Alleviating Distribution Shift in Synthetic Data for Machine Translation Quality Estimation
This work addresses data scarcity for machine translation quality estimation, which is crucial for developing reward models in translation tasks, though it appears incremental as it builds on existing synthetic data methods.
The paper tackles the problem of distribution shift in synthetic data for machine translation quality estimation by introducing DCSQE, a framework that uses constrained beam search and diverse generation models to align pseudo and real translations, resulting in outperforming state-of-the-art baselines like CometKiwi in supervised and unsupervised settings.

• [Location identification entries]:
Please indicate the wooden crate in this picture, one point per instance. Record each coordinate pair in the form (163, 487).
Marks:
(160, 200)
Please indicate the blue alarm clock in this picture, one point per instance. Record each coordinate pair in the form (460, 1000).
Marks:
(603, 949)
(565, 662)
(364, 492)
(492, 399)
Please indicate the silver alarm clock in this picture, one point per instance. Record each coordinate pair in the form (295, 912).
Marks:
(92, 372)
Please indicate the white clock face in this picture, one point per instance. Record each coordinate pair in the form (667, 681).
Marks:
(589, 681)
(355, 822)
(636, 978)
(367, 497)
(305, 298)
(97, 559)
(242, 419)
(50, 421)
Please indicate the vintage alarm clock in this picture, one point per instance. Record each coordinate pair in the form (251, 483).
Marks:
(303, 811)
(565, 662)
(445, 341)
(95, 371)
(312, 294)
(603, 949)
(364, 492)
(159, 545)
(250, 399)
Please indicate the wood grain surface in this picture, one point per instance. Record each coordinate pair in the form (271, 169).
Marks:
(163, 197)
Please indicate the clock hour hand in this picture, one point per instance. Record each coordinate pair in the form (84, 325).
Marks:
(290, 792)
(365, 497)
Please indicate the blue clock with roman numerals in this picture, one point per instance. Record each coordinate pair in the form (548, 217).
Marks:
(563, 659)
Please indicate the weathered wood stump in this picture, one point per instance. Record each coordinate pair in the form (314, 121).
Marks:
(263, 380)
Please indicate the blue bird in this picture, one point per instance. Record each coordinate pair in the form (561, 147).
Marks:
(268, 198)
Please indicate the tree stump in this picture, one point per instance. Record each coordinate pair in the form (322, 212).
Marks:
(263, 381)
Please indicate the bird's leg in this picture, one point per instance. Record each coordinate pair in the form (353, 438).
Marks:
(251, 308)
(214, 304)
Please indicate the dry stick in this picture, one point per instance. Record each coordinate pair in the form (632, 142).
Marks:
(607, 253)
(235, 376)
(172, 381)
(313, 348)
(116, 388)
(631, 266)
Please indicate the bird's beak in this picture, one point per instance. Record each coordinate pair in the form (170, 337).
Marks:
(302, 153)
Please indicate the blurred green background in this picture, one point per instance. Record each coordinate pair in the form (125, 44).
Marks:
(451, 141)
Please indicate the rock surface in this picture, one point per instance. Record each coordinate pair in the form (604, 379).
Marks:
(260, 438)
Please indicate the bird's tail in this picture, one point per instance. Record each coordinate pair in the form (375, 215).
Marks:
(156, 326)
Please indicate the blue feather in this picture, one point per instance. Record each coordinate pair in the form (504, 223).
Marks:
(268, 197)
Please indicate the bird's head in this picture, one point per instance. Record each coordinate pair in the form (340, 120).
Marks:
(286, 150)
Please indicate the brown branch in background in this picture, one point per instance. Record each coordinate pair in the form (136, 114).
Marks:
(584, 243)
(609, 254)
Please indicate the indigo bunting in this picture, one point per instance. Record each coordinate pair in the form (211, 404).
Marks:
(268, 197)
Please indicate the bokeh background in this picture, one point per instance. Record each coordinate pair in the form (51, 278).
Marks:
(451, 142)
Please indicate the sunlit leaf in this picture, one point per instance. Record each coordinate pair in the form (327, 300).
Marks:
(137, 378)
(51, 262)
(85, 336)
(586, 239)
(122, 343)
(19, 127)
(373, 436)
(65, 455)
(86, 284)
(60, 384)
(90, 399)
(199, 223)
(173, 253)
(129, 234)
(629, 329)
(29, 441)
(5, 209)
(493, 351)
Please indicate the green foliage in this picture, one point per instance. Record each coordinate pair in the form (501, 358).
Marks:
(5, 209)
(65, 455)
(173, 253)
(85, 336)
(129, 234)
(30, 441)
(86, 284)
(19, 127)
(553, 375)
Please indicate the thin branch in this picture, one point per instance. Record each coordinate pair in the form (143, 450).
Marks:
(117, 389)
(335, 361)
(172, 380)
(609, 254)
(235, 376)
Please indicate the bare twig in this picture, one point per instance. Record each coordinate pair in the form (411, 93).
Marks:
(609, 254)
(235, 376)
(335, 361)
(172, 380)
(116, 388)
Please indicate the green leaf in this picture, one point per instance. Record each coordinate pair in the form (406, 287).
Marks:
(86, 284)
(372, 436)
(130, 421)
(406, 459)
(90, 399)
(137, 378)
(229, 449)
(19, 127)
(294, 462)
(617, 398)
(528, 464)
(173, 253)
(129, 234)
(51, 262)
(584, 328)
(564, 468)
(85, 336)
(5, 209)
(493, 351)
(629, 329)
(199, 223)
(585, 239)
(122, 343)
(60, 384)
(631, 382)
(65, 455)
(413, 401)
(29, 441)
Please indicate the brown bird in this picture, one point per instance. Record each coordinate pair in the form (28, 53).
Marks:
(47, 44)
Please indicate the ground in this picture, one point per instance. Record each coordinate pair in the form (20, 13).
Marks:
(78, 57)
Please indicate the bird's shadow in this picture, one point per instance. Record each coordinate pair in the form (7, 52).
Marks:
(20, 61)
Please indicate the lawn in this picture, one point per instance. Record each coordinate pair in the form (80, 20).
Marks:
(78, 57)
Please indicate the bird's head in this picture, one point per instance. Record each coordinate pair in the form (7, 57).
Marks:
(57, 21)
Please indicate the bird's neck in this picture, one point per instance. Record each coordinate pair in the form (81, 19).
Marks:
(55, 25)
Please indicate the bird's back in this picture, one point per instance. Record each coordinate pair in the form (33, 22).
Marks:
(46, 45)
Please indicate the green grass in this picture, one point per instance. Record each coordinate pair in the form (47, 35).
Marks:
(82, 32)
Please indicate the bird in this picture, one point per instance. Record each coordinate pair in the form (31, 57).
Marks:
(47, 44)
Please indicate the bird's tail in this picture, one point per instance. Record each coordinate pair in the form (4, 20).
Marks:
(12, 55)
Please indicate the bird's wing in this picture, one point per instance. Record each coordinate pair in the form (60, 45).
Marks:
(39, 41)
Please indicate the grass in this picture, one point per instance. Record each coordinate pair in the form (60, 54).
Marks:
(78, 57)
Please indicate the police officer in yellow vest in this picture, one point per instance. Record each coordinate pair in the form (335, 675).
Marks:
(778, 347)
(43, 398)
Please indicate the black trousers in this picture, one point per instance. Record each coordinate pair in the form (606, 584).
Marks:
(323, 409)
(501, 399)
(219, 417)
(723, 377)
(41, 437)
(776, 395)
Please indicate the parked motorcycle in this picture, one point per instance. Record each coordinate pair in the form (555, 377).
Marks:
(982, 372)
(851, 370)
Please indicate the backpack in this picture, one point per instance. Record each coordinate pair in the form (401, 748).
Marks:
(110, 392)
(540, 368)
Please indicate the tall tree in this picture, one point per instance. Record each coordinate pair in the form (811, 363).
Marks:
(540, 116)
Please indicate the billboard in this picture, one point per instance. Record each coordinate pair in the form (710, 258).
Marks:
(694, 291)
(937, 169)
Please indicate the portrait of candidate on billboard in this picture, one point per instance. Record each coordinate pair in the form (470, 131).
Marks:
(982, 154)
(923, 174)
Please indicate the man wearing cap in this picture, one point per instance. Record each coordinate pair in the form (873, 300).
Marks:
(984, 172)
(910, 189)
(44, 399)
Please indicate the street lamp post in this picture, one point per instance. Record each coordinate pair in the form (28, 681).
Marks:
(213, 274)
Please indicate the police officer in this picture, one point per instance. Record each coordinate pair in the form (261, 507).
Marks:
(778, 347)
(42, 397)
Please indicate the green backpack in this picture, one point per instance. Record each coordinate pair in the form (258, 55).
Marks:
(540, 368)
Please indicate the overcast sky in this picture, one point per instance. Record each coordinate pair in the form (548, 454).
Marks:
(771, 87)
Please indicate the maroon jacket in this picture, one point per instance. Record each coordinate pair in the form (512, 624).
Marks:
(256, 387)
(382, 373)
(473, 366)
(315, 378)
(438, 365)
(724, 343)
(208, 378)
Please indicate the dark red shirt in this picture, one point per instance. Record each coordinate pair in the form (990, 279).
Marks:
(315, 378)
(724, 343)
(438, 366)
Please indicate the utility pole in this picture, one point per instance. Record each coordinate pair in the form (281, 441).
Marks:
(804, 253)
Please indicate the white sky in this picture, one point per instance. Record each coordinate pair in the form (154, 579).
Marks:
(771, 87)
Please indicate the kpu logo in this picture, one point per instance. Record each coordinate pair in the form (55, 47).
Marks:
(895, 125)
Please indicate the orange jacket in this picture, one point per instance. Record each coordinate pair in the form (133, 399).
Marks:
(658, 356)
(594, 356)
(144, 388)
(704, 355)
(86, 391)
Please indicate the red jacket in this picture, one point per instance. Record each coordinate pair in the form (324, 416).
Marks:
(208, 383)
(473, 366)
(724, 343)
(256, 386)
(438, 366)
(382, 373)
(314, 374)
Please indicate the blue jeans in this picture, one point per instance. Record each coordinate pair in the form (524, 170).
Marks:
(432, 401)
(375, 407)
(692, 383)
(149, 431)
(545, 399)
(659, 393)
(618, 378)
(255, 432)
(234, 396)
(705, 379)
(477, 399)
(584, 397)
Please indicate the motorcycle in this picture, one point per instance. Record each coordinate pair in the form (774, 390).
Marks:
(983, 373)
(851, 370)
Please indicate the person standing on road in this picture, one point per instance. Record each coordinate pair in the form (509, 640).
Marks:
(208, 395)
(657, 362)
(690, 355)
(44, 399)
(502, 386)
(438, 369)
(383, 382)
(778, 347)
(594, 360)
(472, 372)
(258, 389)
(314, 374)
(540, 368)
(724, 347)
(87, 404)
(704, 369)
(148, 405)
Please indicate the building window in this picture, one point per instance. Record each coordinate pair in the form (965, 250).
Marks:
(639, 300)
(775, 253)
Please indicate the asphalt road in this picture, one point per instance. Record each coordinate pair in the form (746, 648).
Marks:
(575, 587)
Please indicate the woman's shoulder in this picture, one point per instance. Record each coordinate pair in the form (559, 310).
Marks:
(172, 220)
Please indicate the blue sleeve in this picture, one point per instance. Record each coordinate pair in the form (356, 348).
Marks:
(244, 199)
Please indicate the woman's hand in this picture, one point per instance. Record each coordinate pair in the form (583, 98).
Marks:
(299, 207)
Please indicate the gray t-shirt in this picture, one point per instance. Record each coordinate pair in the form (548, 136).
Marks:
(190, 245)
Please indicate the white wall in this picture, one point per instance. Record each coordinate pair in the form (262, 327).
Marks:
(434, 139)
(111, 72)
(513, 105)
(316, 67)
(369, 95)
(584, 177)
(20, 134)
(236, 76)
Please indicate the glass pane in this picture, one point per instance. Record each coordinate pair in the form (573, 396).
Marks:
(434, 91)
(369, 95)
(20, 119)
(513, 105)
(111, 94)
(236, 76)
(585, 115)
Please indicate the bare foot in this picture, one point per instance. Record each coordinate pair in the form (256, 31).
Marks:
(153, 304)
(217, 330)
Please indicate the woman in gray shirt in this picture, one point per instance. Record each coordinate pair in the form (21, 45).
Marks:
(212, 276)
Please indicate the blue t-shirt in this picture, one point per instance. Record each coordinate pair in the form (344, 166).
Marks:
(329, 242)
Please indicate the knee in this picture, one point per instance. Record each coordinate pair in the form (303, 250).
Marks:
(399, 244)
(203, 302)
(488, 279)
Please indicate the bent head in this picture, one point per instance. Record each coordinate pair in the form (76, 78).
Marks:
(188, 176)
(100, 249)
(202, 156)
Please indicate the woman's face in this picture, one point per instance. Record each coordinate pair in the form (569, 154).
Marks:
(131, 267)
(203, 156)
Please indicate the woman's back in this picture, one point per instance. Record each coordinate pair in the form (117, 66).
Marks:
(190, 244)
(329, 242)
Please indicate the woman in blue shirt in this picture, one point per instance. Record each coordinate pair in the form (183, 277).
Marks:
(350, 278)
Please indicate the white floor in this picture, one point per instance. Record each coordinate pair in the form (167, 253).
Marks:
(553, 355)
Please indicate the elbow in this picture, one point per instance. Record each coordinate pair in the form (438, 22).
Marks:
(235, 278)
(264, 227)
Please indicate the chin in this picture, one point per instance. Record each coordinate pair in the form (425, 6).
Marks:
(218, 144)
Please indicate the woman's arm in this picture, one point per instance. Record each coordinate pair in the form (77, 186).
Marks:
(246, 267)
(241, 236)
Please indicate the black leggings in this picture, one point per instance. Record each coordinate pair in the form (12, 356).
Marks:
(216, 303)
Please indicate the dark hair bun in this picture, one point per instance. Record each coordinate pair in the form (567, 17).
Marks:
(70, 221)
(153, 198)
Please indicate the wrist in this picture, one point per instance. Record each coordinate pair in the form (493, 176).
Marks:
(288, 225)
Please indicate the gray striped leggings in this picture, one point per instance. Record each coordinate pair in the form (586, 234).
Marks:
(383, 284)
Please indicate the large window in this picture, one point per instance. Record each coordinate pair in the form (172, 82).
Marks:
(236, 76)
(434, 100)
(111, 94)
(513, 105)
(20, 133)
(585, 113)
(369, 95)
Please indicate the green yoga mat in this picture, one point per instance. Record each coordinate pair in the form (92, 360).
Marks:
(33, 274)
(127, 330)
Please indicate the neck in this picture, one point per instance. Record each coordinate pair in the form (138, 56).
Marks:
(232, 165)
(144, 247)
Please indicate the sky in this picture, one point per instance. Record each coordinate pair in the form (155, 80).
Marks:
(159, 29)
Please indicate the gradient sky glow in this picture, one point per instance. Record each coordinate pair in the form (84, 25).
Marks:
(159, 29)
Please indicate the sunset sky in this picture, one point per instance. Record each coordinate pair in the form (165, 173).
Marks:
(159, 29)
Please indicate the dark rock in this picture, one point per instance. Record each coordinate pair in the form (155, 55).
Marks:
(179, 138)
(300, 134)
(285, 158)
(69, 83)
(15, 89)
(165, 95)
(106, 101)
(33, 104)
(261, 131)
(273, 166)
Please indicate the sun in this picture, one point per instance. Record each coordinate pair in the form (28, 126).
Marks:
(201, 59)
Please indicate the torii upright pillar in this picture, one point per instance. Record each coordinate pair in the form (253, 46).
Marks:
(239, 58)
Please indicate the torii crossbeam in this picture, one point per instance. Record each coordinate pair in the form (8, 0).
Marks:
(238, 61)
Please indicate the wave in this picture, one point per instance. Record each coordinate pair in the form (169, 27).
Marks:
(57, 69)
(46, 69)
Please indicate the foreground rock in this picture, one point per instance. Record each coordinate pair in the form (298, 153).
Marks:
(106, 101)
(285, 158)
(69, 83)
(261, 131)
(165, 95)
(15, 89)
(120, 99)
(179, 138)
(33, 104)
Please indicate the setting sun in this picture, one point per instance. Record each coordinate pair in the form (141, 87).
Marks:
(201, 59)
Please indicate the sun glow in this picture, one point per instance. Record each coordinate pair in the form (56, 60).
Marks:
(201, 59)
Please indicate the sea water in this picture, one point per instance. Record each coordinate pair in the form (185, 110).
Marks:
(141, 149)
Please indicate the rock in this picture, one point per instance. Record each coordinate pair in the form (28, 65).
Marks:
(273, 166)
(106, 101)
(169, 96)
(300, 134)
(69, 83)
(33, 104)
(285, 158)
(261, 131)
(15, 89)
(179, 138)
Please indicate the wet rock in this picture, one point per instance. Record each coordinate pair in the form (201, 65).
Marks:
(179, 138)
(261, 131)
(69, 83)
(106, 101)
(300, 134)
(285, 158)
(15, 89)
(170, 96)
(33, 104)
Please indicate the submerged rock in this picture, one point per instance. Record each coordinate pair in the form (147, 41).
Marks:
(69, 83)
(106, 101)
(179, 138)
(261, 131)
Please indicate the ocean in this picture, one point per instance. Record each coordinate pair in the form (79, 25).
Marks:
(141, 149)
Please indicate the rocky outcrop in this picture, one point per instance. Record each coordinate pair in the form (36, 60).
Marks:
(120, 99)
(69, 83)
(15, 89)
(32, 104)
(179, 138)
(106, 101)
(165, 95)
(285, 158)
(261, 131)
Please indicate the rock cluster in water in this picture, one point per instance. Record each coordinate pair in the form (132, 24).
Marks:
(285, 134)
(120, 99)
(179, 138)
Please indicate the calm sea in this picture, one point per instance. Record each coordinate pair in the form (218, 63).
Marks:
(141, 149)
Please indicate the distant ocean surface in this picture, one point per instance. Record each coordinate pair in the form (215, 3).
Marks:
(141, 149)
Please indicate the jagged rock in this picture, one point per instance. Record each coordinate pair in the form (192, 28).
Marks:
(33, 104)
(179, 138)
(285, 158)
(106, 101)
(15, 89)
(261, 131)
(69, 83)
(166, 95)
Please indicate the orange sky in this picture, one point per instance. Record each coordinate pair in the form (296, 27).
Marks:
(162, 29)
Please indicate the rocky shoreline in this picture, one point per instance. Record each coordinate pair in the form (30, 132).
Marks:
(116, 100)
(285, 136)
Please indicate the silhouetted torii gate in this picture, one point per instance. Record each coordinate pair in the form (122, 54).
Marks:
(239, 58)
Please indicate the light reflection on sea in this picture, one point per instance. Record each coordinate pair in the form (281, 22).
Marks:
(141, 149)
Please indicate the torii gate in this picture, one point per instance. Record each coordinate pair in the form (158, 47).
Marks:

• [What you need to do]:
a) In the summary on translation quality estimation, what is the name of the framework the paper introduces?
b) Please condense the paragraph beginning "The paper tackles the problem" from the summary on translation quality estimation into a short bulleted list that keeps its main facts.
c) Carry on the summary on translation quality estimation from its last sentence.

• [Expected responses]:
a) DCSQE

b)
- Problem: distribution shift in synthetic data for machine translation quality estimation
- Method: the DCSQE framework, which uses constrained beam search and diverse generation models to align pseudo and real translations
- Result: it outperforms state-of-the-art baselines such as CometKiwi in supervised and unsupervised settings

c)
Quality Estimation (QE) models evaluate the quality of machine translations without reference translations, serving as the reward models for the translation task. Due to the data scarcity, synthetic data generation has emerged as a promising solution. However, synthetic QE data often suffers from distribution shift, which can manifest as discrepancies between pseudo and real translations, or in pseudo labels that do not align with human preferences. To tackle this issue, we introduce DCSQE, a novel framework for alleviating distribution shift in synthetic QE data. To reduce the difference between pseudo and real translations, we employ the constrained beam search algorithm and enhance translation diversity through the use of distinct generation models. DCSQE uses references, i.e., translation supervision signals, to guide both the generation and annotation processes, enhancing the quality of token-level labels. DCSQE further identifies the shortest phrase covering consecutive error tokens, mimicking human annotation behavior, to assign the final phrase-level labels. Specially, we underscore that the translation model can not annotate translations of itself accurately. Extensive experiments demonstrate that DCSQE outperforms SOTA baselines like CometKiwi in both supervised and unsupervised settings. Further analysis offers insights into synthetic data generation that could benefit reward models for other tasks. The code is available at https://github.com/NJUNLP/njuqe.